[Photo-based referring expression data]
--- --- ---

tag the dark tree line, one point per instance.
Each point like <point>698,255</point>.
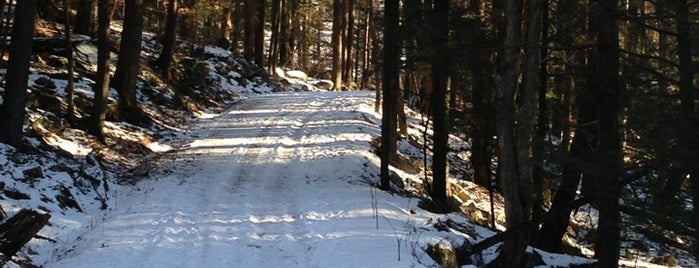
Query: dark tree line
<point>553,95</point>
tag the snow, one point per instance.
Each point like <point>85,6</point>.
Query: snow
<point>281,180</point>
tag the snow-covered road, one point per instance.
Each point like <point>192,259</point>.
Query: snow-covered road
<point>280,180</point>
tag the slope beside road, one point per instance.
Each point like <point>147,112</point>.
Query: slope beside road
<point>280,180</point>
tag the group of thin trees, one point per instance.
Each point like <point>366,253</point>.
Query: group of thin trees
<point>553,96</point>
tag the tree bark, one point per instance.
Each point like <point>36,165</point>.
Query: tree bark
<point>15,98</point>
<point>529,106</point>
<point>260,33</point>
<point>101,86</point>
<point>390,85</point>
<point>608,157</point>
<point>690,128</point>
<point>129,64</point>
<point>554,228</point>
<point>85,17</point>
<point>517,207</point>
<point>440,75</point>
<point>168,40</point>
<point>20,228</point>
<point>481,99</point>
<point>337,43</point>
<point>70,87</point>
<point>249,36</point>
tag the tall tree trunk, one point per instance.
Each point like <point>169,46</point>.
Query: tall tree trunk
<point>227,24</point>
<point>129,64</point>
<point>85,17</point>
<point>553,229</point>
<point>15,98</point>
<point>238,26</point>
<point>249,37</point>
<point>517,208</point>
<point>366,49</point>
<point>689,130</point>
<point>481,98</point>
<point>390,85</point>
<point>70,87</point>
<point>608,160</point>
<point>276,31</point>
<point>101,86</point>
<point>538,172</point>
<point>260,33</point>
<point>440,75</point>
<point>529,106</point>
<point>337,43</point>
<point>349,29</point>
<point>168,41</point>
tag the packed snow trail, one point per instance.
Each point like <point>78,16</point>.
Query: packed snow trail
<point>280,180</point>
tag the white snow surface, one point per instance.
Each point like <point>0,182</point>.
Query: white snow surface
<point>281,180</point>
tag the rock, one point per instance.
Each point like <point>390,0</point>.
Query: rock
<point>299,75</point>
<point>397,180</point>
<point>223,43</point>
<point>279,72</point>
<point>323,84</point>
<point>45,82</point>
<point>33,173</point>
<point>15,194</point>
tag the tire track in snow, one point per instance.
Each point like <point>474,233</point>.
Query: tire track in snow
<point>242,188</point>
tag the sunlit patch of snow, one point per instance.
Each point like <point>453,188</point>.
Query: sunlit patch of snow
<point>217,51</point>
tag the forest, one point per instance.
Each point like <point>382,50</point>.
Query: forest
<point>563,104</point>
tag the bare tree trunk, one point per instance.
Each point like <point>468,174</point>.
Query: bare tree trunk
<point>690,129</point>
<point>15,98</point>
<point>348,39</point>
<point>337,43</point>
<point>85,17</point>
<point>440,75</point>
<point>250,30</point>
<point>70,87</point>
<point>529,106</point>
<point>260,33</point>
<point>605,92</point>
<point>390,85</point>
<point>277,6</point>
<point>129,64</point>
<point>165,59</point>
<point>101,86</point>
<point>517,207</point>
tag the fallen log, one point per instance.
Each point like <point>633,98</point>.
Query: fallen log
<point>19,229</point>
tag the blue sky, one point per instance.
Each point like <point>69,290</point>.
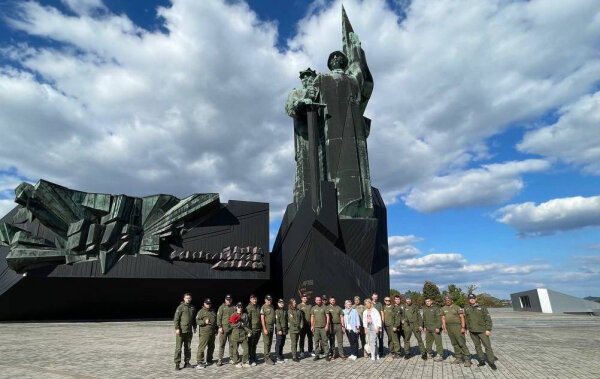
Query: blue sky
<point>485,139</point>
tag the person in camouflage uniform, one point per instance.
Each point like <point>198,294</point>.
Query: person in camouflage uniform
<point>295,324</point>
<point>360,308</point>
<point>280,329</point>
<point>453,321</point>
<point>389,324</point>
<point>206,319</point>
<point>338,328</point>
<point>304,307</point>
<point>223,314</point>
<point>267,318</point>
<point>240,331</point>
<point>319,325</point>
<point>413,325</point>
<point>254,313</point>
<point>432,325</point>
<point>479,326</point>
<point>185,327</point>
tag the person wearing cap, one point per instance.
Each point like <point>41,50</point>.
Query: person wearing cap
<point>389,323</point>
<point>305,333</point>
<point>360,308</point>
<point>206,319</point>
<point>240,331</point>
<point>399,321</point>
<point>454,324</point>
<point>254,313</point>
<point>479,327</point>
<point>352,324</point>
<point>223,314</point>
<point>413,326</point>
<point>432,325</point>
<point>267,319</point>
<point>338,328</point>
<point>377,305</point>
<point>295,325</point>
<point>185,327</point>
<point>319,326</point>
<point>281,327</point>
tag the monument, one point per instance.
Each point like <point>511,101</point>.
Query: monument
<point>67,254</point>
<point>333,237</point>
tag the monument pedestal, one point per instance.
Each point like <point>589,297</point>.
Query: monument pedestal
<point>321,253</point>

--- --- ---

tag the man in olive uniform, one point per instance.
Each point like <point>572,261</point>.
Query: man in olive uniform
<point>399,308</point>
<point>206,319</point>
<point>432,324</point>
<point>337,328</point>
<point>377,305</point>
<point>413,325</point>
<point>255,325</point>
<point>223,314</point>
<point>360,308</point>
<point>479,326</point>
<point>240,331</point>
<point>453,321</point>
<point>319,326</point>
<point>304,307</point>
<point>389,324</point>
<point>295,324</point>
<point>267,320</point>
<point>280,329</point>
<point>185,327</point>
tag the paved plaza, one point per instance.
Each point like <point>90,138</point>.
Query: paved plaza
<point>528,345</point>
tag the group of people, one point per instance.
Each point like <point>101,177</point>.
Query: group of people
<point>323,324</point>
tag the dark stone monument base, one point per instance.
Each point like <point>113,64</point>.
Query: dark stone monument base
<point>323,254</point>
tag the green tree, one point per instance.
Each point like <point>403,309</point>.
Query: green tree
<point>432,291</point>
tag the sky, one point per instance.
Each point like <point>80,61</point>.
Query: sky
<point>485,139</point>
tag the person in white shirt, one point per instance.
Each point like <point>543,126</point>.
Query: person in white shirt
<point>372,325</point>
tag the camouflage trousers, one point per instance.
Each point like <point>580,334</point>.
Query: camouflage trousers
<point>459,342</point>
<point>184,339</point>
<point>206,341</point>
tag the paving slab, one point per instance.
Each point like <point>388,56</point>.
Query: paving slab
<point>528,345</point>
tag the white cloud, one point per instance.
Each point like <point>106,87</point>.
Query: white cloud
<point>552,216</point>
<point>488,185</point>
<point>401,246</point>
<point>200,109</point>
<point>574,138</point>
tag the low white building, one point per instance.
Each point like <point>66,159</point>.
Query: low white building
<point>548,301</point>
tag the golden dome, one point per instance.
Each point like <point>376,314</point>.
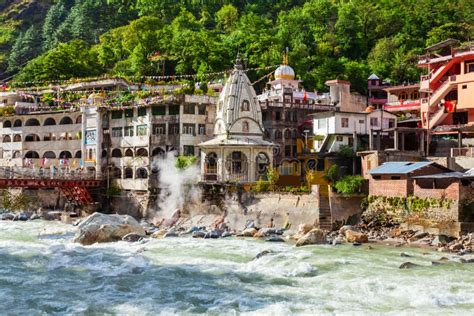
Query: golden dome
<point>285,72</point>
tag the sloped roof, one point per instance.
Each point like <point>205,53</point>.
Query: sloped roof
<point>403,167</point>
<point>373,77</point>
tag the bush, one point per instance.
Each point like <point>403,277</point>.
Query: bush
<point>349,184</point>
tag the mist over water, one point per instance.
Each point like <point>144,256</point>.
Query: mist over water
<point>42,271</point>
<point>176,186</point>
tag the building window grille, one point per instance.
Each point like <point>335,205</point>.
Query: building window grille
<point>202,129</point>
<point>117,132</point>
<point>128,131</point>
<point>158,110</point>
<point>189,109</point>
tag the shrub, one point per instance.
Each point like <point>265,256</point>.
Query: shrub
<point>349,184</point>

--- --- ---

Quote the data above from the line containing "Each point like <point>85,6</point>." to the line containing "tag the tree bark, one point per instance.", inclusive, and stop.

▶ **Solution to the exercise**:
Each point like <point>85,6</point>.
Query: snow
<point>281,180</point>
tag the snow-covered road, one point per instance.
Each point like <point>192,259</point>.
Query: snow-covered road
<point>280,180</point>
tag the slope beside road, one point per instance.
Each point like <point>147,112</point>.
Query: slope beside road
<point>280,180</point>
tag the group of thin trees, one point per instance.
Each point like <point>366,253</point>.
Query: group of thin trees
<point>553,96</point>
tag the tree bark, one point per instance.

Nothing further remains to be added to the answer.